━━━ EXERCISE INPUTS ━━━
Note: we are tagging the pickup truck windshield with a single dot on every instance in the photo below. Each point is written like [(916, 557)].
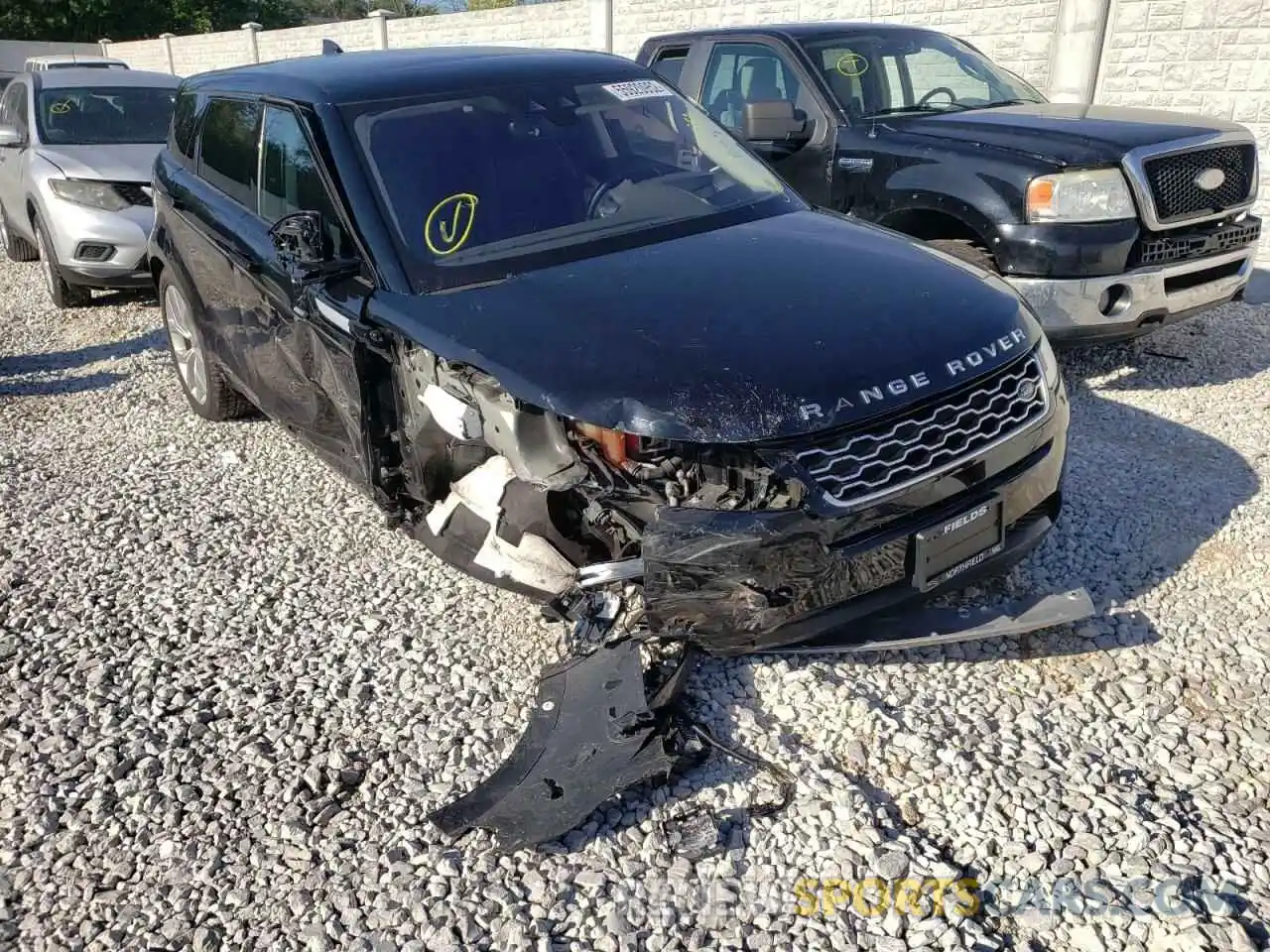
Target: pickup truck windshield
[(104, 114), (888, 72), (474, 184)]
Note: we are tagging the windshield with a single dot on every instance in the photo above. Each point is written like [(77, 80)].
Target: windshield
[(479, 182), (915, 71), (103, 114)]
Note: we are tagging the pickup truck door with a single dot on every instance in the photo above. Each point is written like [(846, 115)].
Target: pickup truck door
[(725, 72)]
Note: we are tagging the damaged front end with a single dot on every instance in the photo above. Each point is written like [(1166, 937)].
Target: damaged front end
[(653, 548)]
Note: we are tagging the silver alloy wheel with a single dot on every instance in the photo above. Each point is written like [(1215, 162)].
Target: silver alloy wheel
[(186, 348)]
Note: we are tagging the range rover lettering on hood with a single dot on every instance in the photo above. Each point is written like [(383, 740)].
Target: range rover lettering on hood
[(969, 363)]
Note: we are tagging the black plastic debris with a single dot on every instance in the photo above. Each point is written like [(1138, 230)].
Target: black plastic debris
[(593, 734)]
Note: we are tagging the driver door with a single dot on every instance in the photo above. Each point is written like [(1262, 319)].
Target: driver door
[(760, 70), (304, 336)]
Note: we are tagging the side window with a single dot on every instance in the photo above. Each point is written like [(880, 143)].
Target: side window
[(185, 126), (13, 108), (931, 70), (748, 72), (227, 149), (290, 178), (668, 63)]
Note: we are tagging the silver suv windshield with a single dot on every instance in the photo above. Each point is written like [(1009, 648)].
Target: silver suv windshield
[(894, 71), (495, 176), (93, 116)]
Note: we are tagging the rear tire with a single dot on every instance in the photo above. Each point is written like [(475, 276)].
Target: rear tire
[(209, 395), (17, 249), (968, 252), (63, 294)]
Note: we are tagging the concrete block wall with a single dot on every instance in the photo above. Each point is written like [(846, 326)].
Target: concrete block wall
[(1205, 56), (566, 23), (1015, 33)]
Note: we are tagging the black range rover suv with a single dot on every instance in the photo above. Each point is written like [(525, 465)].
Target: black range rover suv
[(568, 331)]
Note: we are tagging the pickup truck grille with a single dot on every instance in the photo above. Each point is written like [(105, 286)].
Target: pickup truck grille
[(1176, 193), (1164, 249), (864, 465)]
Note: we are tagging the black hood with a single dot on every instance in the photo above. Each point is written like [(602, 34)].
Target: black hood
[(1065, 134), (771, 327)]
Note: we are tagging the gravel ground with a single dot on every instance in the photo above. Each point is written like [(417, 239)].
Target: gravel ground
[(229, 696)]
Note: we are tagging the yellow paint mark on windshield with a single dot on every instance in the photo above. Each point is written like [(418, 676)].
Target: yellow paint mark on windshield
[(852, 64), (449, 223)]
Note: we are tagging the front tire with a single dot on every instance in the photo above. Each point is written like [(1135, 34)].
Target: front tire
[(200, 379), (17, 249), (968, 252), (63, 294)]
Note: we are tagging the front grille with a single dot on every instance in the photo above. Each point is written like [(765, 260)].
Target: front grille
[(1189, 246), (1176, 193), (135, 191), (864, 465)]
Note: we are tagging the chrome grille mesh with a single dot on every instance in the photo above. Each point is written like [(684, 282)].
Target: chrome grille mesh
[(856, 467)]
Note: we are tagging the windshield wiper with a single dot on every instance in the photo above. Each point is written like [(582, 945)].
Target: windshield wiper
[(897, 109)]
━━━
━━━ EXERCISE INPUTS ━━━
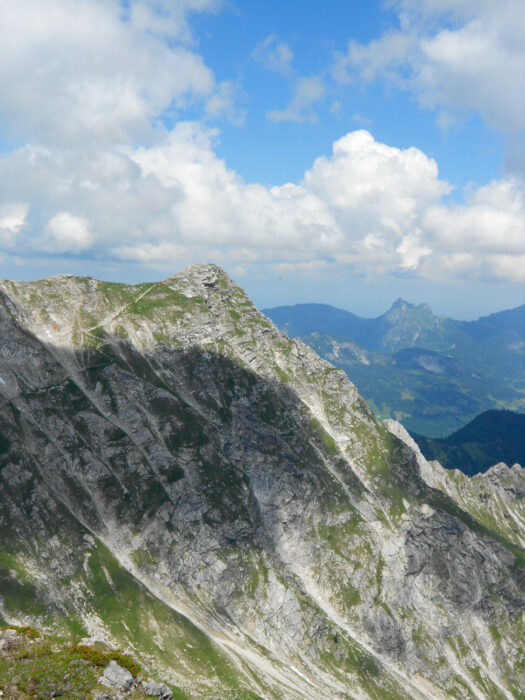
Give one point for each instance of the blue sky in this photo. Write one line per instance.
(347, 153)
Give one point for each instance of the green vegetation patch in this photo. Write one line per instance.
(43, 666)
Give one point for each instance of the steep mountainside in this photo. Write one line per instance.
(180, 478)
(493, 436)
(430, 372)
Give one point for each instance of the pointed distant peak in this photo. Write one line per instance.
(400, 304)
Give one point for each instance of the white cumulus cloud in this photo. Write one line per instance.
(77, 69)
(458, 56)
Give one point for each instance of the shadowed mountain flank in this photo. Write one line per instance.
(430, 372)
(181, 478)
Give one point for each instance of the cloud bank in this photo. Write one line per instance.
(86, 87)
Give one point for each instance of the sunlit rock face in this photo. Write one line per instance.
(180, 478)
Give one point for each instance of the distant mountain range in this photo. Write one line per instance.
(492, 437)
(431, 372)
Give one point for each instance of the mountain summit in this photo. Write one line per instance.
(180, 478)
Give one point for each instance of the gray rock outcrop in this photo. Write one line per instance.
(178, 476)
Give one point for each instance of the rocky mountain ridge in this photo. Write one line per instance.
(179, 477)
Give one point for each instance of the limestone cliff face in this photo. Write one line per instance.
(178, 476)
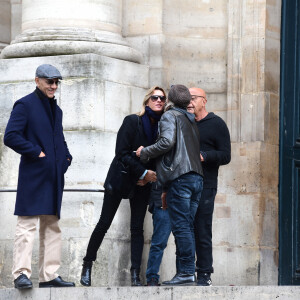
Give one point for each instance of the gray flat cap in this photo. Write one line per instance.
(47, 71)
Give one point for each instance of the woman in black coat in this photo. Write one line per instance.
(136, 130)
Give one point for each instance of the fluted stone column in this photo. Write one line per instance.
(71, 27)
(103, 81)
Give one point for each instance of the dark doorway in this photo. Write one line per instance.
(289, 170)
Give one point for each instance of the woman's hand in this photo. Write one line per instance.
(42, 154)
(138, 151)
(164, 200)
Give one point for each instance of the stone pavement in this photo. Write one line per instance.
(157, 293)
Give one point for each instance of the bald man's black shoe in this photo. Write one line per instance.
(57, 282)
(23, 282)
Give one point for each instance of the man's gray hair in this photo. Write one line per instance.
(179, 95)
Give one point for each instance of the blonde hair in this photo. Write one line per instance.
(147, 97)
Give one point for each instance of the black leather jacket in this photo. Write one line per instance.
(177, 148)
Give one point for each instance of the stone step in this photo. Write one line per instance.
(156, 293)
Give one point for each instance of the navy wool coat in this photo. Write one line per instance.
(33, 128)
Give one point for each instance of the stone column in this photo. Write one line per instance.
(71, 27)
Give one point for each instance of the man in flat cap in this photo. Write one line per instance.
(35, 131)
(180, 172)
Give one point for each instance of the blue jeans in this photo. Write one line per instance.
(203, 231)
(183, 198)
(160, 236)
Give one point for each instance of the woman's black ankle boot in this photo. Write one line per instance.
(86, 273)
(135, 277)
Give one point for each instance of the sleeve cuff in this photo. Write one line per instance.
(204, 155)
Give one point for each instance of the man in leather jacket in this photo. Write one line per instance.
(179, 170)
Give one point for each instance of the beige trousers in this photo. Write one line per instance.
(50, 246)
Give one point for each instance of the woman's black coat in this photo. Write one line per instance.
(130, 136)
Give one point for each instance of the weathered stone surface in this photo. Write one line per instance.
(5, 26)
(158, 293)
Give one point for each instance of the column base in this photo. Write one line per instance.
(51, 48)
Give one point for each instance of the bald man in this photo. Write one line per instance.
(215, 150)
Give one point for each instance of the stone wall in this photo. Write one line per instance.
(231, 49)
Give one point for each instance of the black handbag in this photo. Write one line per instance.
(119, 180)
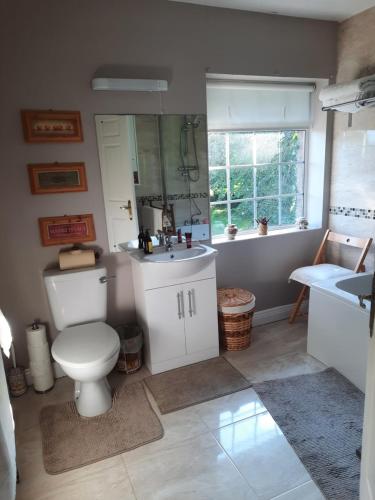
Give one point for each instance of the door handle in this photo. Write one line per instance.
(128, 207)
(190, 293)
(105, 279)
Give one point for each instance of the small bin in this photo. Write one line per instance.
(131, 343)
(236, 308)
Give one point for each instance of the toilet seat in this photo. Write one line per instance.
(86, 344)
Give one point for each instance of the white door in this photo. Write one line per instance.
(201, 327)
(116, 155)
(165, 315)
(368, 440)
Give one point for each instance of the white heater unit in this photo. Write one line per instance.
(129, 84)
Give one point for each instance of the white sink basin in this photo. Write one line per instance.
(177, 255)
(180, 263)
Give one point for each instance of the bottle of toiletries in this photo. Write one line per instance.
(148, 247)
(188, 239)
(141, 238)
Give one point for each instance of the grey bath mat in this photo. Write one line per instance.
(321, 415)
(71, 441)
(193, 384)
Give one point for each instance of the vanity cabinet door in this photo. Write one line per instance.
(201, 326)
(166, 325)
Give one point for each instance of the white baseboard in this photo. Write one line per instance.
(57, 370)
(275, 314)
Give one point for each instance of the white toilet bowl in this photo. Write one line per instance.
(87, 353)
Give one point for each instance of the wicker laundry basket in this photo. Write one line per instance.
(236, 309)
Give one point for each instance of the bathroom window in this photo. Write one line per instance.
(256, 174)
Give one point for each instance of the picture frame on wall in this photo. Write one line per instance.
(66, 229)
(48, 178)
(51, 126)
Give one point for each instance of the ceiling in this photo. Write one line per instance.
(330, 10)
━━━
━━━ EXERCISE INPUTS ━━━
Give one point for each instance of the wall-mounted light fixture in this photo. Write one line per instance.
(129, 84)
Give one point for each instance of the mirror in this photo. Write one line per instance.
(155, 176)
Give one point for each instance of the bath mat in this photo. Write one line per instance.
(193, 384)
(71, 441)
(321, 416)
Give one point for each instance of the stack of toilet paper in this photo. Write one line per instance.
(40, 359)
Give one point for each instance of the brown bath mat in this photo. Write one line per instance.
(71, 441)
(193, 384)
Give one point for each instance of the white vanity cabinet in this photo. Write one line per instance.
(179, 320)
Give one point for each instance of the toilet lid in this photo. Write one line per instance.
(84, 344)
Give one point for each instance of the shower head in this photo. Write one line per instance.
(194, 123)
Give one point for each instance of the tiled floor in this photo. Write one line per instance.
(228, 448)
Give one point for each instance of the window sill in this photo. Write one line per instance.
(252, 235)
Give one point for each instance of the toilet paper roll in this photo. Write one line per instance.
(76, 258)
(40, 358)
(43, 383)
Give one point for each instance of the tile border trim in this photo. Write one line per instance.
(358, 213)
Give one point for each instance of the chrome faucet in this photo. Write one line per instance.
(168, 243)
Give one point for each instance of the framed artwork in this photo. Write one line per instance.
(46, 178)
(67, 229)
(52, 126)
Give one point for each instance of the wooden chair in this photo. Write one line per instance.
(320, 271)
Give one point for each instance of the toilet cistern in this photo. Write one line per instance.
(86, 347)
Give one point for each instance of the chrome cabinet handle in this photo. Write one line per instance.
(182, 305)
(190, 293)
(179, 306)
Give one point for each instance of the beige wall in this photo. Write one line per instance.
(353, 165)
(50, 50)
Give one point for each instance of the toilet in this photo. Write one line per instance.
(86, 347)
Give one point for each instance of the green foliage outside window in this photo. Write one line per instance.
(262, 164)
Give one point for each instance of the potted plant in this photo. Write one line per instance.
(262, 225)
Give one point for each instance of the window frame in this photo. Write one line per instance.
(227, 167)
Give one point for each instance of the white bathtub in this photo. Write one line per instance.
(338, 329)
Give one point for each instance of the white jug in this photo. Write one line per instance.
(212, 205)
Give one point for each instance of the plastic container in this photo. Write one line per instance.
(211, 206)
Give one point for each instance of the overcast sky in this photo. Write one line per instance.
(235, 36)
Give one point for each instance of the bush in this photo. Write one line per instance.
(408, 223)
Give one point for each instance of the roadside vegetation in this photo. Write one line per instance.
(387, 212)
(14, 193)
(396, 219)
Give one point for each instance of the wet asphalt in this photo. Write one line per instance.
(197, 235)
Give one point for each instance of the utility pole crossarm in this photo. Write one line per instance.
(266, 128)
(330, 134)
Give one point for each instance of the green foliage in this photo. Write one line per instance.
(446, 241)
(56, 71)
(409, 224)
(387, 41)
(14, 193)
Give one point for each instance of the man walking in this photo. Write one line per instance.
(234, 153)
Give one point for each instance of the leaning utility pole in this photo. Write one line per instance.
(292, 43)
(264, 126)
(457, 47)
━━━
- [PROBLEM DETAILS] Your answer must be the lines above from the one containing "Target: pickup truck grille" to the one containing "Note: we are tagging the gravel", both included, restated word for word.

- [EXPECTED ANSWER]
Target: pickup truck grille
[(1176, 193), (1164, 249), (864, 465)]
Note: we are tagging the black hood with a single dot on every instance in the photo above. Each point is written like [(602, 34)].
Target: black hood
[(1065, 134), (771, 327)]
Note: we are tagging the gravel ground with a single dot on every instance in the photo above. Each point is written like [(417, 239)].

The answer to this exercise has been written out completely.